Work instructions =
1. Copy the blog post word for word, from "I know what it is to be" up to and including "be a sheep....".
2. Collect every line in the records that contains the string "panel", matching case exactly.

Article =
I know what it is to be in need, and I know what it is to have plenty. I have learned the secret of being content in any and every situation, whether well fed or hungry, whether living in plenty or in want. Philippians 4:12 TNIV
Monday, April 25, 2011
I just want to be a sheep....
Maybe you have heard the little kids song: "I just want to be a sheep" or maybe you are wondering what in the world is she talking about? Here is a little short video that you can watch to see what I am talking about.
http://www.youtube.com/watch?v=tqOoMwWNfMI&feature=related
So, thats all cute and all but we are in college why do we care about silly little kids songs.

Data drawn from a collection

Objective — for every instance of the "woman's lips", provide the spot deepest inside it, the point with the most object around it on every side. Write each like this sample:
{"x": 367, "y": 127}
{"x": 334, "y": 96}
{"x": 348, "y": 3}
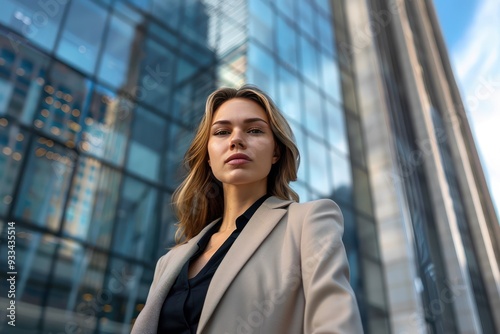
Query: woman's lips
{"x": 238, "y": 159}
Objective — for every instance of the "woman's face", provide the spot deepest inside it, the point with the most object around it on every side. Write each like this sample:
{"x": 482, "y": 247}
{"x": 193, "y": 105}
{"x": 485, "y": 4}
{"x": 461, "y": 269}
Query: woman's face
{"x": 241, "y": 146}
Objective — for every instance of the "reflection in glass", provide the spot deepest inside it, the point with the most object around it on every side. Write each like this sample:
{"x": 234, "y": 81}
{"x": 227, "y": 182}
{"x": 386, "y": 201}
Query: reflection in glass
{"x": 157, "y": 69}
{"x": 121, "y": 54}
{"x": 307, "y": 18}
{"x": 309, "y": 57}
{"x": 92, "y": 205}
{"x": 38, "y": 22}
{"x": 106, "y": 126}
{"x": 146, "y": 144}
{"x": 13, "y": 143}
{"x": 325, "y": 27}
{"x": 262, "y": 71}
{"x": 313, "y": 111}
{"x": 355, "y": 140}
{"x": 362, "y": 191}
{"x": 368, "y": 238}
{"x": 34, "y": 255}
{"x": 317, "y": 160}
{"x": 168, "y": 12}
{"x": 287, "y": 7}
{"x": 45, "y": 184}
{"x": 261, "y": 22}
{"x": 341, "y": 177}
{"x": 80, "y": 41}
{"x": 64, "y": 96}
{"x": 135, "y": 233}
{"x": 331, "y": 78}
{"x": 22, "y": 75}
{"x": 77, "y": 286}
{"x": 287, "y": 43}
{"x": 351, "y": 244}
{"x": 179, "y": 139}
{"x": 289, "y": 95}
{"x": 335, "y": 122}
{"x": 300, "y": 141}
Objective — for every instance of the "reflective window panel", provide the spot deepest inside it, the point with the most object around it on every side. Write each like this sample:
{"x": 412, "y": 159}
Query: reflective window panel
{"x": 81, "y": 42}
{"x": 45, "y": 184}
{"x": 37, "y": 21}
{"x": 13, "y": 142}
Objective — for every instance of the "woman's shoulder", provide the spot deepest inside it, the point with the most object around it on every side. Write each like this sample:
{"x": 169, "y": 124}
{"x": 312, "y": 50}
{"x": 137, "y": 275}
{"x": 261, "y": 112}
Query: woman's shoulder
{"x": 319, "y": 204}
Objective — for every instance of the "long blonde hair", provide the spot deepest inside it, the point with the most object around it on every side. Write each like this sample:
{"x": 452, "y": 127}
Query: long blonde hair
{"x": 199, "y": 199}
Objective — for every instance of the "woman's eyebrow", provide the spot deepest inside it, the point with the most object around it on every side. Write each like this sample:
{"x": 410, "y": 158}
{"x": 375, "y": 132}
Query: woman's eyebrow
{"x": 248, "y": 120}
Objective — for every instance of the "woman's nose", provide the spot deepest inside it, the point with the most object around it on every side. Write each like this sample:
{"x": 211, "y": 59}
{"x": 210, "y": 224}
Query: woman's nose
{"x": 237, "y": 140}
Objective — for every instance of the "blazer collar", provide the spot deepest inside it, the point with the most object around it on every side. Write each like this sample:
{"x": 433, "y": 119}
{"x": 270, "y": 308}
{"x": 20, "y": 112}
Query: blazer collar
{"x": 255, "y": 232}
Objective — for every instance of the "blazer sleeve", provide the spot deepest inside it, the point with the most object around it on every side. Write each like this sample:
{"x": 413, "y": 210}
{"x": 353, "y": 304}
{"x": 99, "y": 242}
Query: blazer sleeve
{"x": 330, "y": 303}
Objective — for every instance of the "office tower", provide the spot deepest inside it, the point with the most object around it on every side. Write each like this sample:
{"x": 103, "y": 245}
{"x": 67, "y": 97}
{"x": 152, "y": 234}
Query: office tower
{"x": 98, "y": 103}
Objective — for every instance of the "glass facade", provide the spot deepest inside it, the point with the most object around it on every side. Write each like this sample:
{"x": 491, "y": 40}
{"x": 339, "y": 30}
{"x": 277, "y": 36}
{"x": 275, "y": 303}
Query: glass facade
{"x": 95, "y": 119}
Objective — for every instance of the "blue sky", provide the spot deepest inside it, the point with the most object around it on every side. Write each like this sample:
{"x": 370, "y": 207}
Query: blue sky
{"x": 471, "y": 30}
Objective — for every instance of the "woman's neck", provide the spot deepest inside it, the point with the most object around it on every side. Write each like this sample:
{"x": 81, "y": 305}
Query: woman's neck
{"x": 237, "y": 200}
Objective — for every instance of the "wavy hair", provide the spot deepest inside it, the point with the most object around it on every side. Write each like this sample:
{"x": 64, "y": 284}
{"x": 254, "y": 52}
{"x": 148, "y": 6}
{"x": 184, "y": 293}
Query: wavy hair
{"x": 199, "y": 199}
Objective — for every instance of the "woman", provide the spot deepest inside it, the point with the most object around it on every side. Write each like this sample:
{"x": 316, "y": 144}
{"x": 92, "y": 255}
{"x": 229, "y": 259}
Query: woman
{"x": 249, "y": 258}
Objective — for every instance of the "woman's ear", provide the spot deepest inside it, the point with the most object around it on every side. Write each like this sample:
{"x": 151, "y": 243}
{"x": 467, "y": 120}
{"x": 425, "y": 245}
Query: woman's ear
{"x": 276, "y": 154}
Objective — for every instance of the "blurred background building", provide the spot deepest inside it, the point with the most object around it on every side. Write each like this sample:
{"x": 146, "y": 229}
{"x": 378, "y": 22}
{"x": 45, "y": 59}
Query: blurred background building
{"x": 99, "y": 100}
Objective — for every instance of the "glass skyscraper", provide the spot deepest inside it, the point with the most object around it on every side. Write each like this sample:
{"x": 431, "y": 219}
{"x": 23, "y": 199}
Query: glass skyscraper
{"x": 99, "y": 100}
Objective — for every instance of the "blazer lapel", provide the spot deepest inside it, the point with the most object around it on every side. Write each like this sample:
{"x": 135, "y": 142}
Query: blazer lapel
{"x": 177, "y": 260}
{"x": 255, "y": 232}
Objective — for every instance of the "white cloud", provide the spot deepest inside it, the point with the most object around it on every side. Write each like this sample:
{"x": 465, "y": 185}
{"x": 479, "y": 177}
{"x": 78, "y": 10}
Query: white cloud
{"x": 476, "y": 59}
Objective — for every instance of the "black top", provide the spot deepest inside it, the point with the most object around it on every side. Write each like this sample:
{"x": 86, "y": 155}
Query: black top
{"x": 181, "y": 310}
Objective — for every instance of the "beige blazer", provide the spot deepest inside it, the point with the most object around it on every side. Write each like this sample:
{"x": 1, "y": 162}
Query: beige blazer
{"x": 287, "y": 272}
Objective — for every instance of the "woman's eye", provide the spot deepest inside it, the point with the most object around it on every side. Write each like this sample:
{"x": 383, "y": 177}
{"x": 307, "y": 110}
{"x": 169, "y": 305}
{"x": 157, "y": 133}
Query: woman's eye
{"x": 221, "y": 133}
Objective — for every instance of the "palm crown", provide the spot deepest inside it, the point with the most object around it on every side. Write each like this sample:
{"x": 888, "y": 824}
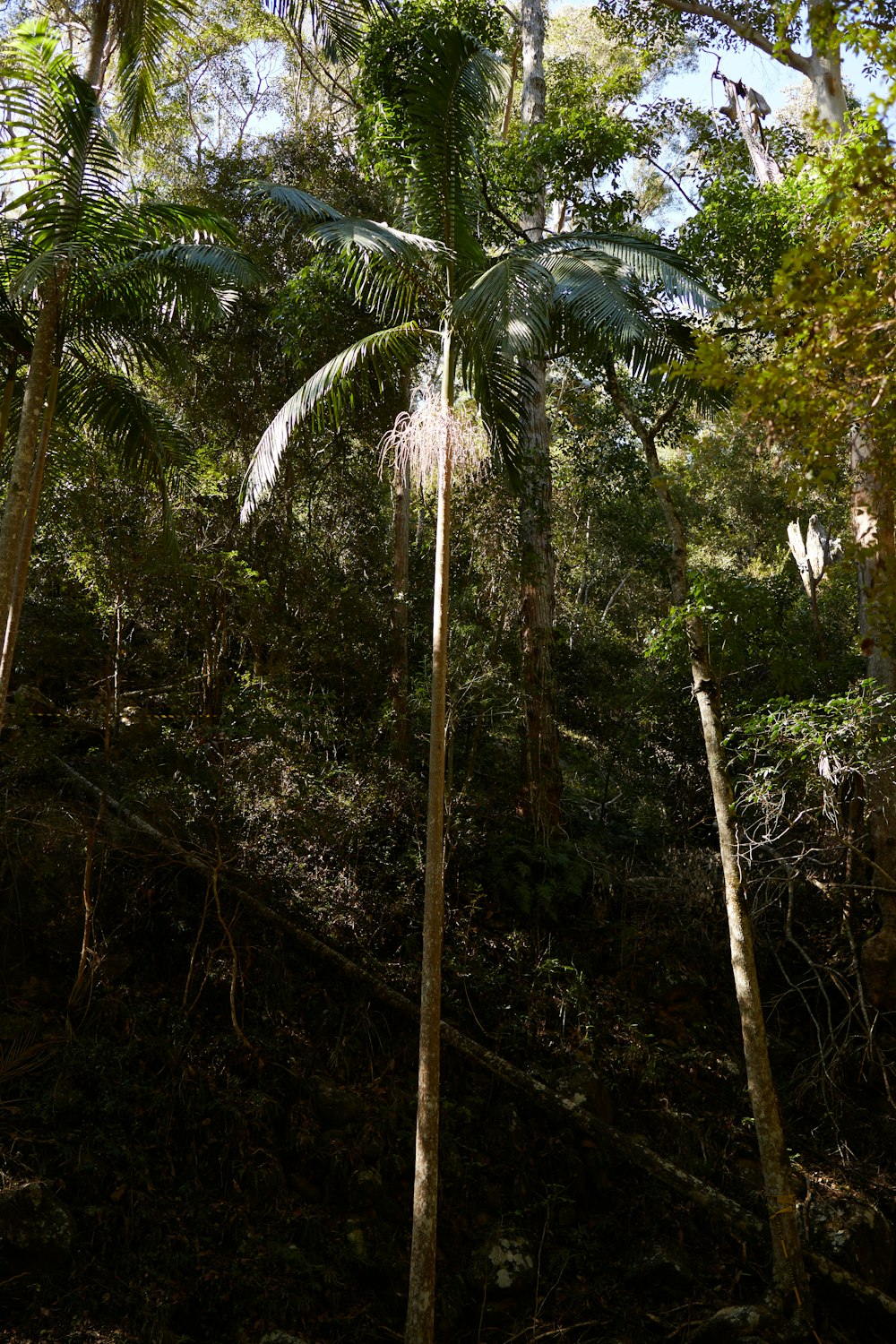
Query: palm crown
{"x": 94, "y": 281}
{"x": 570, "y": 293}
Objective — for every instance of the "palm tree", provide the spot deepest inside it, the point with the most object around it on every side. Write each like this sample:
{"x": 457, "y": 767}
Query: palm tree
{"x": 99, "y": 281}
{"x": 481, "y": 317}
{"x": 137, "y": 35}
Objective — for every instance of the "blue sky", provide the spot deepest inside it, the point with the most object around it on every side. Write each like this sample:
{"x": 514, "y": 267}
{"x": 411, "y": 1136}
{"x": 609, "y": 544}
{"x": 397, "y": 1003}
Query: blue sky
{"x": 758, "y": 72}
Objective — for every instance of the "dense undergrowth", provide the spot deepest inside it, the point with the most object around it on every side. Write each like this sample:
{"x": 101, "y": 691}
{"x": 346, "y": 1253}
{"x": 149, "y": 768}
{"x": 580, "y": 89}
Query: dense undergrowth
{"x": 233, "y": 1126}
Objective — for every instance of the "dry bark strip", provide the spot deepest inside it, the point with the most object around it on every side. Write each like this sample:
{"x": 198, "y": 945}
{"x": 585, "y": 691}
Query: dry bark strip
{"x": 625, "y": 1147}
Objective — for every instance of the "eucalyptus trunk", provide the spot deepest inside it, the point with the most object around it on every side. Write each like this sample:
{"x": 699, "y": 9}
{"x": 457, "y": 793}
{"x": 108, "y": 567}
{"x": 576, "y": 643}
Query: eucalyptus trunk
{"x": 788, "y": 1260}
{"x": 421, "y": 1298}
{"x": 823, "y": 65}
{"x": 541, "y": 774}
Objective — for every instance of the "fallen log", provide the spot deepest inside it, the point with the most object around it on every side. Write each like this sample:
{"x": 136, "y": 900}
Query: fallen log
{"x": 625, "y": 1147}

Task-by-task results =
1.
I know what it is to be in need, and I know what it is to have plenty. I have learned the secret of being content in any and every situation, whether well fed or hungry, whether living in plenty or in want. Philippians 4:12 TNIV
Monday, April 25, 2011
I just want to be a sheep....

2.
Objective — for every instance of the "reflective window panel", provide the spot deepest inside it, the point with the most object around it on every side. Write each like this sample:
Query: reflective window panel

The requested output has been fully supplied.